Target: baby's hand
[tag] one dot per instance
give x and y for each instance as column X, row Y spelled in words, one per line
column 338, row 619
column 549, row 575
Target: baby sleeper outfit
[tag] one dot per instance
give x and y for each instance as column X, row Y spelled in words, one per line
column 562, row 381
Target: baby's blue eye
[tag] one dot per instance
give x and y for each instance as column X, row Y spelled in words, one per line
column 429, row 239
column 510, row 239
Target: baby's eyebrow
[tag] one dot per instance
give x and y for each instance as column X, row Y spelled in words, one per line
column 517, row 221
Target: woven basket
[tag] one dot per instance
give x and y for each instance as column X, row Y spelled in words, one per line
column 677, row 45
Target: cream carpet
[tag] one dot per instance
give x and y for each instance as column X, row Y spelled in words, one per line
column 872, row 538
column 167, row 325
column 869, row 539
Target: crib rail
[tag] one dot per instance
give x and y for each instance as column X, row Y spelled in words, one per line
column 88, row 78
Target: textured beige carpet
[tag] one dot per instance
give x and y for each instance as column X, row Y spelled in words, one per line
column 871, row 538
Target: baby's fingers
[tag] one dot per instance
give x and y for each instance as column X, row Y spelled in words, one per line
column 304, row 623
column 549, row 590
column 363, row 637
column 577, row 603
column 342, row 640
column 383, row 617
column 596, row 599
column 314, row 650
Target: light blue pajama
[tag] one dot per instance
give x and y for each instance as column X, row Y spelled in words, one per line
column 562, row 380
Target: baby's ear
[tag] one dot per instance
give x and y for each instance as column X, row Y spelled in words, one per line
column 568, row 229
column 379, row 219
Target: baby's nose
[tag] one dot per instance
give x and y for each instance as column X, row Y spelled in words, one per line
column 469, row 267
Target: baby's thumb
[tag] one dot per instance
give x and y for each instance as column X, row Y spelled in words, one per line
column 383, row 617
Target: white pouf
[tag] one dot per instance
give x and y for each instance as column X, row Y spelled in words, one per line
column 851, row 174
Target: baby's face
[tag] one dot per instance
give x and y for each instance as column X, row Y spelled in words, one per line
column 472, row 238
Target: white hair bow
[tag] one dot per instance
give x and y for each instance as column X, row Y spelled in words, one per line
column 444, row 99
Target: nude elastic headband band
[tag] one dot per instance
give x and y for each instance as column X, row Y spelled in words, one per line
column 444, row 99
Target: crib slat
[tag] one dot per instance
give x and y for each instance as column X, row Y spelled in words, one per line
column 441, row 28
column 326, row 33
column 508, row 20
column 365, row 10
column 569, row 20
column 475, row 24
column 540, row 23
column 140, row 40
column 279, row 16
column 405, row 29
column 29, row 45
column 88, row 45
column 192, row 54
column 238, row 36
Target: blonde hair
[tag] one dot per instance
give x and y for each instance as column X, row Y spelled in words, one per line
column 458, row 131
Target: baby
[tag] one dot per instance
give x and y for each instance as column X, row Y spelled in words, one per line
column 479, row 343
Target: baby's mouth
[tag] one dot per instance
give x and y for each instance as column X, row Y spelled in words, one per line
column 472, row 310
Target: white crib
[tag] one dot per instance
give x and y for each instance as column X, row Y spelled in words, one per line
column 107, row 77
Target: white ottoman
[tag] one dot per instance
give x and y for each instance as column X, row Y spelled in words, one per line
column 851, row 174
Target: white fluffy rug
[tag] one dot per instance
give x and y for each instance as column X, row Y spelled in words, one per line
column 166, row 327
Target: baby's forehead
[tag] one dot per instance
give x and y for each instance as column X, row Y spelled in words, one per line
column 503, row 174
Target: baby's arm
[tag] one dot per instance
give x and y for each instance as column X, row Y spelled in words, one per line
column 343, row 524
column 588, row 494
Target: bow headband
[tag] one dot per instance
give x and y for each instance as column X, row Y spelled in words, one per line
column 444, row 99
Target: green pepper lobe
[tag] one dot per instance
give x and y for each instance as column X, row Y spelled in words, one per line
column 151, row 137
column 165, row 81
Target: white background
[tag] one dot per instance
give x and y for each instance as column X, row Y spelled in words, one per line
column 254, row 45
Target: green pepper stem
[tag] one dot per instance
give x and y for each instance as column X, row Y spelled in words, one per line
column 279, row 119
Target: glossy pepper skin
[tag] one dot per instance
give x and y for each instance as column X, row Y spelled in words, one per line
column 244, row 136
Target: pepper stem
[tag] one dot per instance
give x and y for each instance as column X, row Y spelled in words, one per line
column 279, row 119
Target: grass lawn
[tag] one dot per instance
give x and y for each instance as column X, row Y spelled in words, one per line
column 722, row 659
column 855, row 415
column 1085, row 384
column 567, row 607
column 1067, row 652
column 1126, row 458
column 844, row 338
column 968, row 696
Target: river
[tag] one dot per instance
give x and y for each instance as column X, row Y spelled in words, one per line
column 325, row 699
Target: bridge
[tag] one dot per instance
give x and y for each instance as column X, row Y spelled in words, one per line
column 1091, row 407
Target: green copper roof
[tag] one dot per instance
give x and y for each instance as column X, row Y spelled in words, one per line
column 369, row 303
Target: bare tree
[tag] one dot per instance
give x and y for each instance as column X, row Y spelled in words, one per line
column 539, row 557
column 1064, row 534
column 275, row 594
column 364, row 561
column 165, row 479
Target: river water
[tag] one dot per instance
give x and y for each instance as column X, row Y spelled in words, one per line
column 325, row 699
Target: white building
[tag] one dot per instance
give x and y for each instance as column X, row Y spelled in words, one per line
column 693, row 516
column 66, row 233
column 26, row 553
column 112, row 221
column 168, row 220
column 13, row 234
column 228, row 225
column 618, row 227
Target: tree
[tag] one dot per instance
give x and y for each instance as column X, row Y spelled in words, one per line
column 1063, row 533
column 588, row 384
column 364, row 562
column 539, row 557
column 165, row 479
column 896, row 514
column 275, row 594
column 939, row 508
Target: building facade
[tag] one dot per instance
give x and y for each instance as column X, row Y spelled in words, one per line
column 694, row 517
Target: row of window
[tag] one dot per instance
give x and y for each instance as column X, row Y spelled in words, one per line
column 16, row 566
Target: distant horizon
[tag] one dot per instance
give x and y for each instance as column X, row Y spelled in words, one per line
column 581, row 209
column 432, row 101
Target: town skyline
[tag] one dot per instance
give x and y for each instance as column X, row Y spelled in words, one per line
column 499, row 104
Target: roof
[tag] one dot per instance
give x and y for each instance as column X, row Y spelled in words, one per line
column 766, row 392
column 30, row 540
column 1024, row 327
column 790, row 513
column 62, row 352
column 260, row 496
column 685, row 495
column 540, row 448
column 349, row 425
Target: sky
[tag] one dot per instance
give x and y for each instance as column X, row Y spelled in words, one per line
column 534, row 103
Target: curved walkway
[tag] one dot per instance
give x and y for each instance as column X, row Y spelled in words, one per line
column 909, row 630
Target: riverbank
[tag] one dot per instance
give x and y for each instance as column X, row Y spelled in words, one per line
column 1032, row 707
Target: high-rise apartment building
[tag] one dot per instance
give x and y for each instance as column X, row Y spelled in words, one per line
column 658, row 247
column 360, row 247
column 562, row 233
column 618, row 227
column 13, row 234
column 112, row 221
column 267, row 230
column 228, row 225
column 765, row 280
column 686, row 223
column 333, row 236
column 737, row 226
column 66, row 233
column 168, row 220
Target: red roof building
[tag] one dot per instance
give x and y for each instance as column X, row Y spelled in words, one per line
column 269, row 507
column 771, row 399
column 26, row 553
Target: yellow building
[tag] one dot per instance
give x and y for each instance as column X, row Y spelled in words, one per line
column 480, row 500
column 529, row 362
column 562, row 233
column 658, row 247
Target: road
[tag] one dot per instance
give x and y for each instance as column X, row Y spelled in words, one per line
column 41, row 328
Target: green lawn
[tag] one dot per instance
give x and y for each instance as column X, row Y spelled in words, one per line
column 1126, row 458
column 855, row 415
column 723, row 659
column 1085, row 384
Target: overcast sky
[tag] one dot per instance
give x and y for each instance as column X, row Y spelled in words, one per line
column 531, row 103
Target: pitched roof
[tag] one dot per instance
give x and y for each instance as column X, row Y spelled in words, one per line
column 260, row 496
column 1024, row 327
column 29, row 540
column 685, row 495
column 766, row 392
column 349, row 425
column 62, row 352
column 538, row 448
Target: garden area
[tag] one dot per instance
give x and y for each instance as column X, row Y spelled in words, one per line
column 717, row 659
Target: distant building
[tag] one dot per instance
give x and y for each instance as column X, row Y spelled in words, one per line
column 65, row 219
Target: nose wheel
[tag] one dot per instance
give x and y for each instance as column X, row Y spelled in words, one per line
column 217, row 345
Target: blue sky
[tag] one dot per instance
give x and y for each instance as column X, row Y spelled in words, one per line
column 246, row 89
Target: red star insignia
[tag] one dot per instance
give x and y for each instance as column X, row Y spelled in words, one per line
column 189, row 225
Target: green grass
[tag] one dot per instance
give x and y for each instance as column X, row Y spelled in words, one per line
────────────────
Task to complete:
Your answer should consist of copies of the lines above that include the string "crib".

Task output:
Target: crib rail
Target: crib slat
Target: white crib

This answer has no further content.